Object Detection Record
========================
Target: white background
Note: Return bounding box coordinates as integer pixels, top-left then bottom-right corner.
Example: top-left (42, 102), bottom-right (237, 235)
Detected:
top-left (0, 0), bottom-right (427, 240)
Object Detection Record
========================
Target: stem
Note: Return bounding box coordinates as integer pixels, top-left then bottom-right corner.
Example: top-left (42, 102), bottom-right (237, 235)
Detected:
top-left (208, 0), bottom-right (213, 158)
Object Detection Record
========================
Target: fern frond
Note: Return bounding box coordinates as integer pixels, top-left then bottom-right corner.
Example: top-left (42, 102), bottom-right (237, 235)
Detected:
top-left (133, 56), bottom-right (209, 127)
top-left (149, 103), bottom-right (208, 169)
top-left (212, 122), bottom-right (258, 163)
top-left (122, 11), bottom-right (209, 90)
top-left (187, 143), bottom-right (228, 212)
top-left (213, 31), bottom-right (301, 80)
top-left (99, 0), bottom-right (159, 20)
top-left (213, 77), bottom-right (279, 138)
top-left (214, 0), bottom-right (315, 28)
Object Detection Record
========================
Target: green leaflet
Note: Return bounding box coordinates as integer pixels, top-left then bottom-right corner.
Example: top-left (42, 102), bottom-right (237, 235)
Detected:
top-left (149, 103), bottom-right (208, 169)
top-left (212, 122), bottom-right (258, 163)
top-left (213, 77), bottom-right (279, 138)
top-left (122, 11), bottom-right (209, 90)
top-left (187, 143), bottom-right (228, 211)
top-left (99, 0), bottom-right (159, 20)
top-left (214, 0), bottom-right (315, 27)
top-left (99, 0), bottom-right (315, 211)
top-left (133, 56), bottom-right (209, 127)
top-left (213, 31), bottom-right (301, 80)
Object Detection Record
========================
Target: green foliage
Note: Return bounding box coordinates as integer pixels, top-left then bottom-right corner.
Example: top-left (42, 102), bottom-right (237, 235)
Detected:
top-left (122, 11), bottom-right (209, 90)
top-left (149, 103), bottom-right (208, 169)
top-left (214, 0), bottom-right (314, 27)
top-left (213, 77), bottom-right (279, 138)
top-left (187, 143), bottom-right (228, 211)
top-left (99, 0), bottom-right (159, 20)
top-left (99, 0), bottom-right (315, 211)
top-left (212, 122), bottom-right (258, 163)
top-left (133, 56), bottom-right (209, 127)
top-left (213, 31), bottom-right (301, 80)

**GOAL**
Write out every line of the records above verbatim, from the first line to the last.

**ANSWER**
Object Detection Record
========================
Target: white background
Note: Return bounding box coordinates as integer pixels, top-left then bottom-right corner.
Example: top-left (42, 102), bottom-right (237, 235)
Detected:
top-left (0, 0), bottom-right (427, 240)
Object Detection Record
========================
Target: stem
Note: Return bounding box coordinates as integer pixels, top-left then bottom-right corner.
Example: top-left (42, 102), bottom-right (237, 235)
Detected:
top-left (208, 0), bottom-right (213, 158)
Object Detection Record
========================
Target: fern frond
Note: Return bounding box coordinates as integer pixels, top-left then bottom-right corner.
Example: top-left (42, 102), bottom-right (237, 235)
Detected:
top-left (133, 56), bottom-right (209, 127)
top-left (149, 103), bottom-right (208, 169)
top-left (212, 122), bottom-right (258, 163)
top-left (122, 11), bottom-right (209, 90)
top-left (187, 143), bottom-right (228, 212)
top-left (213, 31), bottom-right (301, 80)
top-left (99, 0), bottom-right (159, 20)
top-left (213, 77), bottom-right (279, 138)
top-left (214, 0), bottom-right (315, 28)
Object Detection Record
========================
Target: green leaflet
Note: Return bounding box coordinates as integer pixels, top-left then bottom-right corner.
Example: top-left (42, 102), bottom-right (237, 235)
Detected:
top-left (149, 103), bottom-right (208, 169)
top-left (212, 122), bottom-right (258, 163)
top-left (213, 77), bottom-right (279, 138)
top-left (122, 11), bottom-right (209, 90)
top-left (187, 143), bottom-right (228, 211)
top-left (99, 0), bottom-right (159, 20)
top-left (214, 0), bottom-right (315, 27)
top-left (99, 0), bottom-right (315, 211)
top-left (133, 56), bottom-right (209, 127)
top-left (213, 31), bottom-right (301, 80)
Object Detection Record
========================
Target: green foliage
Note: Return bounding box coordinates as integer pixels, top-left then bottom-right corner.
Example: top-left (42, 102), bottom-right (237, 235)
Detected:
top-left (122, 11), bottom-right (209, 90)
top-left (149, 103), bottom-right (208, 169)
top-left (214, 0), bottom-right (314, 27)
top-left (213, 77), bottom-right (279, 138)
top-left (187, 143), bottom-right (228, 211)
top-left (99, 0), bottom-right (159, 20)
top-left (99, 0), bottom-right (315, 211)
top-left (212, 122), bottom-right (258, 163)
top-left (133, 56), bottom-right (209, 127)
top-left (213, 31), bottom-right (301, 80)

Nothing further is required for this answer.